[DATA LISTING Boundary: Start]

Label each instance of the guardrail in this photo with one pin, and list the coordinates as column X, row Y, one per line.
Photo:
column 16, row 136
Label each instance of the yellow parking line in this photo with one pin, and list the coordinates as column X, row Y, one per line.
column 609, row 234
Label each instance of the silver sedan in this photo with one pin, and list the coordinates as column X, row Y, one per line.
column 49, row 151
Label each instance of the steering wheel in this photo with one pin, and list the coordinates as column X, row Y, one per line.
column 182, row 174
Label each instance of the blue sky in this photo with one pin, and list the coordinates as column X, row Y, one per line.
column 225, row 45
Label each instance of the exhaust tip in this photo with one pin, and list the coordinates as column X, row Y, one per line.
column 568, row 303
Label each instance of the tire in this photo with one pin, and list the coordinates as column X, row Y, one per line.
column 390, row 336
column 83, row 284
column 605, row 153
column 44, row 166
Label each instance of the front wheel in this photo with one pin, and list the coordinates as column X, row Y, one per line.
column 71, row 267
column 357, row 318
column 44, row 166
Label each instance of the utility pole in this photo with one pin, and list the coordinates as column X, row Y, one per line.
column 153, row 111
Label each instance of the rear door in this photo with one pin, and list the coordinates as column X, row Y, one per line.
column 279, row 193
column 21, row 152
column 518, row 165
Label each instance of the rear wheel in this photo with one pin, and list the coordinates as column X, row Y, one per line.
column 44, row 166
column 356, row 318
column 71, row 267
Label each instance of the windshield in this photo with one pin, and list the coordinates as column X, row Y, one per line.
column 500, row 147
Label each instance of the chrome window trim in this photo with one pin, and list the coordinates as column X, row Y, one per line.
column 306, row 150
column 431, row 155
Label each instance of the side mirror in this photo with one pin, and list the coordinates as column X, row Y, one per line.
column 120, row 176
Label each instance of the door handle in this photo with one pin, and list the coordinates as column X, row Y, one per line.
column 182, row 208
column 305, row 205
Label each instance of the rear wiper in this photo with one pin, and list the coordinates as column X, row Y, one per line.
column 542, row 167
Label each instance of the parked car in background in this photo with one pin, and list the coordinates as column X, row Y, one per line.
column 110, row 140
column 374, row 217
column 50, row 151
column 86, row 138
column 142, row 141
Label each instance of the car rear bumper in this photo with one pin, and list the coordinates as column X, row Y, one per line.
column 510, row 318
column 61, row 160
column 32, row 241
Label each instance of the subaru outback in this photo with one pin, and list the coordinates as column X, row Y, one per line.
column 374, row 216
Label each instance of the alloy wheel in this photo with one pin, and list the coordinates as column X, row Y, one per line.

[DATA LISTING Boundary: End]

Your reply should match the data above exactly, line for line.

Label each instance of the guardrail in this photo with one pin, and list the coordinates as column X, row Y, one per line.
Photo:
column 16, row 136
Label each instance of the yellow parking line in this photo with one pin, and list the coordinates as column X, row Y, one per line.
column 609, row 234
Label each instance of the silver sedan in this photo with one pin, and list the coordinates as column X, row Y, one per line.
column 49, row 151
Label each instance of the steering wheel in this photo with one pin, and list the coordinates as column X, row Y, one per line.
column 182, row 174
Label each instance of the blue sky in this photo with one pin, and list the coordinates as column X, row Y, one per line.
column 225, row 45
Label each instance of the exhaust tip in this photo with one pin, and list the coordinates as column X, row Y, one per line.
column 568, row 303
Label each instance of the tire in this photo with one pin, and list the coordinates as column X, row Y, one per line.
column 390, row 336
column 83, row 284
column 605, row 153
column 44, row 166
Label each instance of the front wheel in this photo with one pin, and list the coordinates as column X, row Y, one per line.
column 71, row 267
column 357, row 318
column 44, row 166
Label each instance of the utility pole in this photo with one pin, and list the coordinates as column X, row Y, one per line.
column 153, row 111
Label each instance of the rear door in this photo with one pin, and list the coordinates as column X, row Y, one per line.
column 279, row 193
column 21, row 152
column 518, row 165
Label each instance of the rear wheel in this photo with one pin, and list the coordinates as column X, row Y, one per line.
column 44, row 166
column 356, row 318
column 71, row 267
Label each instance of the windshield in this photo with one pin, and list the coordinates as column X, row Y, one per line.
column 500, row 147
Label each instance of the chrome window trim in this photo with one pin, and list the coordinates as column X, row Y, one per line.
column 306, row 150
column 431, row 155
Label each instance of the side mirror in this photo with one pin, and list the coordinates as column X, row Y, one per line.
column 120, row 176
Label each instance of the door handle in this photo with one pin, and list the coordinates as column X, row Y, one per line.
column 182, row 208
column 305, row 205
Label each instance of the rear wiper in this photo with one pin, and list the coordinates as column X, row Y, one per line.
column 542, row 167
Label each instance of the parked car in background in this photo with one pin, and list the coordinates as column X, row Y, one per line.
column 110, row 140
column 374, row 217
column 50, row 151
column 86, row 138
column 142, row 141
Label each instance of the car rear bumper in this photo with one pin, and list the coordinates as column X, row Y, one per line.
column 510, row 318
column 61, row 160
column 32, row 241
Label each instance of the subaru outback in this photo with one pin, and list the coordinates as column X, row Y, one per line.
column 374, row 216
Label each instance of the alloy wheel in this photo with one pin, and list the coordinates as column X, row Y, one per line.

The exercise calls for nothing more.